• **AIM OF THE EXERCISE**: Can you rewrite the rows from the line with "Where can the interior" up to and including the line with "Target: interior door", swapping "interior door" for "closet door" and keeping everything else the same?

-- START SUPPLIED MATERIAL --

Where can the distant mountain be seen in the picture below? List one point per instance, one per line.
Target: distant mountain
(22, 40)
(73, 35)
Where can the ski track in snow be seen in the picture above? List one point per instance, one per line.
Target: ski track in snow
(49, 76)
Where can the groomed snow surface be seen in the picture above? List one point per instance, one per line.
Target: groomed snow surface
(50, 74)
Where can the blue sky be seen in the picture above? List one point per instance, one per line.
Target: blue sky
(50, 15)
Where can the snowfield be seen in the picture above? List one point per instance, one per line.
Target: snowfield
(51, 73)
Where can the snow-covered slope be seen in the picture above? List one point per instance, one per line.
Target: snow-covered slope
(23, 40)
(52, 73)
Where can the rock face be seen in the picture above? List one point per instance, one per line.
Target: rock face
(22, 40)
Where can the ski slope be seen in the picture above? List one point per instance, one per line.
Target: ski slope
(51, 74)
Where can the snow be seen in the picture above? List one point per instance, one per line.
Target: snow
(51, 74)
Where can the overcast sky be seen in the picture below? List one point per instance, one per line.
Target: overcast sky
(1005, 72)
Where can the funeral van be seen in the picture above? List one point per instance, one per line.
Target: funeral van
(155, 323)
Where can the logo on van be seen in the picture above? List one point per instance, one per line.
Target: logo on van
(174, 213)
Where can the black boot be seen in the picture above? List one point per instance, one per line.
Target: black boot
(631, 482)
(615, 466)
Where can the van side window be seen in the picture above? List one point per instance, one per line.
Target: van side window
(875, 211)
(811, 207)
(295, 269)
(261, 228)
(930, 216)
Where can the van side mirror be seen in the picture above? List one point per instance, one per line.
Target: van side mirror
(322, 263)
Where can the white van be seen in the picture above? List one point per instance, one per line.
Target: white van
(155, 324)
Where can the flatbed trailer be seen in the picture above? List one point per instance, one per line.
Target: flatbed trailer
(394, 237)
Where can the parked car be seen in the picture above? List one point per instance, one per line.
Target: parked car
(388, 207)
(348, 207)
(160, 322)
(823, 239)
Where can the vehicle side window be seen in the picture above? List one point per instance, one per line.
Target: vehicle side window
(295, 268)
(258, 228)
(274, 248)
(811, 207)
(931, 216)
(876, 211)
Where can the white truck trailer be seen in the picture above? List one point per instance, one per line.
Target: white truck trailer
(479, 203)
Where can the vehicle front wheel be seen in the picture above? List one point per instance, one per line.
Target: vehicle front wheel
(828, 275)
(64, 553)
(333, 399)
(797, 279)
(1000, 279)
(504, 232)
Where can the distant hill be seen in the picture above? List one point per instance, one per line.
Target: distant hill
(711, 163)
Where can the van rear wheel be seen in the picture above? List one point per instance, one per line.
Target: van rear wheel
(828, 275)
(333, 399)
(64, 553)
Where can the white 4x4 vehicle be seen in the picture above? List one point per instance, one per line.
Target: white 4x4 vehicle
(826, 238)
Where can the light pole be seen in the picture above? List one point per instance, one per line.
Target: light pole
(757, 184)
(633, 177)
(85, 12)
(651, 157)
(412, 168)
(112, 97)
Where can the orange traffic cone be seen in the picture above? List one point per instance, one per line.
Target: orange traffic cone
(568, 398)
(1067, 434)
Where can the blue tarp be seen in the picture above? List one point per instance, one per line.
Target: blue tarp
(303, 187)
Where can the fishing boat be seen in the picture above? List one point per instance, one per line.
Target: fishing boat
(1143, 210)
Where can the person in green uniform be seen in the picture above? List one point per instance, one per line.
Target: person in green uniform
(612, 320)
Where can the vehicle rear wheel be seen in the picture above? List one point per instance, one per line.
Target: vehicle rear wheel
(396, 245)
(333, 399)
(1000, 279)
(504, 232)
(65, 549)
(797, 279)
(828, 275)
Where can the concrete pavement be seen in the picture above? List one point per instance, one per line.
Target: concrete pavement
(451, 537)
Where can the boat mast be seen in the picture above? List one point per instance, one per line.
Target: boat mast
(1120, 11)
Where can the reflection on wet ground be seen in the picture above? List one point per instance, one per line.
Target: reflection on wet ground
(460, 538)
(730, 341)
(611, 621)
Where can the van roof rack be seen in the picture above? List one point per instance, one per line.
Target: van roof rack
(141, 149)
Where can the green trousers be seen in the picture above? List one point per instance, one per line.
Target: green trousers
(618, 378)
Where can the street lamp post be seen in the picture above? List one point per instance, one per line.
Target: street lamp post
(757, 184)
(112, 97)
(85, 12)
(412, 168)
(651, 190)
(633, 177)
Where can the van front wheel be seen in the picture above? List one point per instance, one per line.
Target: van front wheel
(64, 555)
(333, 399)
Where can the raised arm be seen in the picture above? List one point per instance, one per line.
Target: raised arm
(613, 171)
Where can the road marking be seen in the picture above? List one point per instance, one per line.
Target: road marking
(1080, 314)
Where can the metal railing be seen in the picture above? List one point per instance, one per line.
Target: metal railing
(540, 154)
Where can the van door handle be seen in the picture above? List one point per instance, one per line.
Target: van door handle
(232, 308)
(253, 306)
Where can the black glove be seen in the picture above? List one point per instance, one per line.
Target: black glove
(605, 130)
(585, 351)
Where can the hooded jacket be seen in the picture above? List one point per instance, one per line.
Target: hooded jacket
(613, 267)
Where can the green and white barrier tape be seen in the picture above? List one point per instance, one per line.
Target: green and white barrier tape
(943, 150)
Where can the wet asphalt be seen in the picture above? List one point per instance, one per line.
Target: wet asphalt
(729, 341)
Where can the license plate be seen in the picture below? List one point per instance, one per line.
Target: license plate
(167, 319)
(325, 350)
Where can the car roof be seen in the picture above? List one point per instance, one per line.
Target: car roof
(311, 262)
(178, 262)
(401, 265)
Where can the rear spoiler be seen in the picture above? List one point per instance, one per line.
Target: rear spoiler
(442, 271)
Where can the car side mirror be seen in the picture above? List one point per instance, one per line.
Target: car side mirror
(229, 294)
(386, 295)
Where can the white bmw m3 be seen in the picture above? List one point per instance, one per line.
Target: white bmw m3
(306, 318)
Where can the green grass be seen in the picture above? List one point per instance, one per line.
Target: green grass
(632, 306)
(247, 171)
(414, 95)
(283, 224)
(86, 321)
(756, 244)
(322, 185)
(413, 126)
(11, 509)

-- END SUPPLIED MATERIAL --
-- START SUPPLIED MATERIAL --

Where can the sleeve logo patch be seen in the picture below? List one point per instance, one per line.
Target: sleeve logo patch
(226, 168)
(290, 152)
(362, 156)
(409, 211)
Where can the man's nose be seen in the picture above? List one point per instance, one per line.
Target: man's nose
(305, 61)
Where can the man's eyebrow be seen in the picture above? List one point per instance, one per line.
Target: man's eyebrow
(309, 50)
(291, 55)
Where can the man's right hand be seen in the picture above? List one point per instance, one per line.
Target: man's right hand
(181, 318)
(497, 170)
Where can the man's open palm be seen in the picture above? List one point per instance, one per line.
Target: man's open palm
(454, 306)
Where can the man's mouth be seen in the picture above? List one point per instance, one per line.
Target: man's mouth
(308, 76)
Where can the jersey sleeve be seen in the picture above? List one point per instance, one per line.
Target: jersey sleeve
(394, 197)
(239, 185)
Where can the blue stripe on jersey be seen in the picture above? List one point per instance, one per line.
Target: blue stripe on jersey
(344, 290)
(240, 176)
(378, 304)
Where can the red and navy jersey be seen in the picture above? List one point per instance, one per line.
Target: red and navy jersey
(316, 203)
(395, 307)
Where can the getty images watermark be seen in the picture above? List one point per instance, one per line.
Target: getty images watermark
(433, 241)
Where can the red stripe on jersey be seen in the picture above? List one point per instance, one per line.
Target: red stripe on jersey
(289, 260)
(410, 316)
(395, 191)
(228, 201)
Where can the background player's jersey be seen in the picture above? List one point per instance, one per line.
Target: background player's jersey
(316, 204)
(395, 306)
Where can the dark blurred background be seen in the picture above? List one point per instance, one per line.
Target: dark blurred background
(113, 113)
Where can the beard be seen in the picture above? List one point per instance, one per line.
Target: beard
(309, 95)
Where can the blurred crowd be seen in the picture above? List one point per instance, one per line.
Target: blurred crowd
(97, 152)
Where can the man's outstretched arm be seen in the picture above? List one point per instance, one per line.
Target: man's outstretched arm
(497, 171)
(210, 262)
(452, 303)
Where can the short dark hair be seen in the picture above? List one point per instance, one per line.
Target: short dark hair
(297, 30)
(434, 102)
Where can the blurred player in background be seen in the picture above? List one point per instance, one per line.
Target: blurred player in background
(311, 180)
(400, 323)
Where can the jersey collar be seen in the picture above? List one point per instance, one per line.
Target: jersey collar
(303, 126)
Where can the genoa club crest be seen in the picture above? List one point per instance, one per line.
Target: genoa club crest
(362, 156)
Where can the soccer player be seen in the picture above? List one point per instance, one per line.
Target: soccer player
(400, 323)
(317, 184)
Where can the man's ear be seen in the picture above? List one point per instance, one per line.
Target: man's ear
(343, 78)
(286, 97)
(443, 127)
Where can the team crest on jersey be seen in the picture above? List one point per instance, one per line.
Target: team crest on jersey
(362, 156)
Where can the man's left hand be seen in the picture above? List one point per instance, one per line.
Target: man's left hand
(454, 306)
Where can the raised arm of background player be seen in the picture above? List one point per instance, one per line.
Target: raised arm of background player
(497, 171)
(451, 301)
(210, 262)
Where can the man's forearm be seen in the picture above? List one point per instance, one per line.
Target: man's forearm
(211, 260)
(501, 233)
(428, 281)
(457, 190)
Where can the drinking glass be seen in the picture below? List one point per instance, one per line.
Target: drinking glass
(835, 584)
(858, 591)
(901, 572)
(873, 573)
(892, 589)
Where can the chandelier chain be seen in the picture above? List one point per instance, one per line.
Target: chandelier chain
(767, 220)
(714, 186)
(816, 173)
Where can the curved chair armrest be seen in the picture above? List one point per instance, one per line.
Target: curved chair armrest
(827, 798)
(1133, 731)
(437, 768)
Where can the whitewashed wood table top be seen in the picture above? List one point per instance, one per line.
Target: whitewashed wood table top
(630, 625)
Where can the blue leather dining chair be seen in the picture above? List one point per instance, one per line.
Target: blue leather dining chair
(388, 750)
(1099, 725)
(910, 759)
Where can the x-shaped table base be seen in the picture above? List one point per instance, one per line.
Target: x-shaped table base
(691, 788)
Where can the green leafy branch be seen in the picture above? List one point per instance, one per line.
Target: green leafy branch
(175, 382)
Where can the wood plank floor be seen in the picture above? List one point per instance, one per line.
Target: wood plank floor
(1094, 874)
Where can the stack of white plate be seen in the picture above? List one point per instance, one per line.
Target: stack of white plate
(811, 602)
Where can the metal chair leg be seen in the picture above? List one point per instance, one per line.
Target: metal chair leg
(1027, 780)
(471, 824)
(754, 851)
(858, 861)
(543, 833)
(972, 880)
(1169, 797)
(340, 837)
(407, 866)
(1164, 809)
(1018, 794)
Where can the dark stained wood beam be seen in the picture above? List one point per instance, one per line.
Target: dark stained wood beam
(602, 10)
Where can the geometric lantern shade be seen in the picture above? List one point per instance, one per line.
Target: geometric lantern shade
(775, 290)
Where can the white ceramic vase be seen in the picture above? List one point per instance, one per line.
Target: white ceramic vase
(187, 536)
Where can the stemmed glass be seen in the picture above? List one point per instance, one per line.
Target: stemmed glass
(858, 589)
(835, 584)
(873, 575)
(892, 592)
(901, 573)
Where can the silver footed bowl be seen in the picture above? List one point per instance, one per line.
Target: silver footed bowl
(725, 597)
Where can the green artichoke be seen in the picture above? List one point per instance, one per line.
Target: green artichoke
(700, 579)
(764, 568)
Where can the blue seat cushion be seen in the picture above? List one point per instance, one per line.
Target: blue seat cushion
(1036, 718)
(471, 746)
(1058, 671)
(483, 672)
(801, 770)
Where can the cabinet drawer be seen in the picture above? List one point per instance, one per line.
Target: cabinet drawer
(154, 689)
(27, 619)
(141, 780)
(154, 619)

-- END SUPPLIED MATERIAL --
-- START SUPPLIED MATERIAL --

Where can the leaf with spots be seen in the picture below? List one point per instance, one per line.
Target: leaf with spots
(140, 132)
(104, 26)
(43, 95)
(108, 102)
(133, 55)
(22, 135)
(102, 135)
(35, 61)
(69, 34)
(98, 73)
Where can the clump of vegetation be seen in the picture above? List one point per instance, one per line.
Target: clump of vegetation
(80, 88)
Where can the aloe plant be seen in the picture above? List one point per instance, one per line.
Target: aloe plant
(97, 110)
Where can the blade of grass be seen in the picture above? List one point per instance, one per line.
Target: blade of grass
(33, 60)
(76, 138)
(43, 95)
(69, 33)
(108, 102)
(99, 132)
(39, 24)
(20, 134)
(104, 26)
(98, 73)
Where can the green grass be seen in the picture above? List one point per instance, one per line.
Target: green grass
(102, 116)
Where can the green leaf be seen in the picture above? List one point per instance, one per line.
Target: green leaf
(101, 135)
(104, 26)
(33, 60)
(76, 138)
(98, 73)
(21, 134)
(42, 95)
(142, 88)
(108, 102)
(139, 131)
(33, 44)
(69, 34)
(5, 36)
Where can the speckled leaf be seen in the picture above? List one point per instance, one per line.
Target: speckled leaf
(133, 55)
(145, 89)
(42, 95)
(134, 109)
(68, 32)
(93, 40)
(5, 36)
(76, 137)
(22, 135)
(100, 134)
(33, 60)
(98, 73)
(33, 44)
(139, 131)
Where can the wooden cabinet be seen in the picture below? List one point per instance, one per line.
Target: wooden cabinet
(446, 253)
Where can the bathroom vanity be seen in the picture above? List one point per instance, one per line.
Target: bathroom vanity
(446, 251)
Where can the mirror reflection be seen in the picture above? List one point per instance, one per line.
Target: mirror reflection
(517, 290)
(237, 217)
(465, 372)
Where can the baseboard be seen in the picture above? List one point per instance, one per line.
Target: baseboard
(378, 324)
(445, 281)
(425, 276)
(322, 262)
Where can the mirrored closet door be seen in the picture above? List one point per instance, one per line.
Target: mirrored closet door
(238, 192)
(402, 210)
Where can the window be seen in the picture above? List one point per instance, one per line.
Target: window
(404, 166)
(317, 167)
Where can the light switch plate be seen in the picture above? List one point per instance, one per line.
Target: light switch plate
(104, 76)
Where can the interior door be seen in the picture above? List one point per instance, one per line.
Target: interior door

-- END SUPPLIED MATERIAL --

• **OUTPUT BELOW**:
Where can the closet door be seen in the picture above? List one point per instance, one per line.
Target: closet door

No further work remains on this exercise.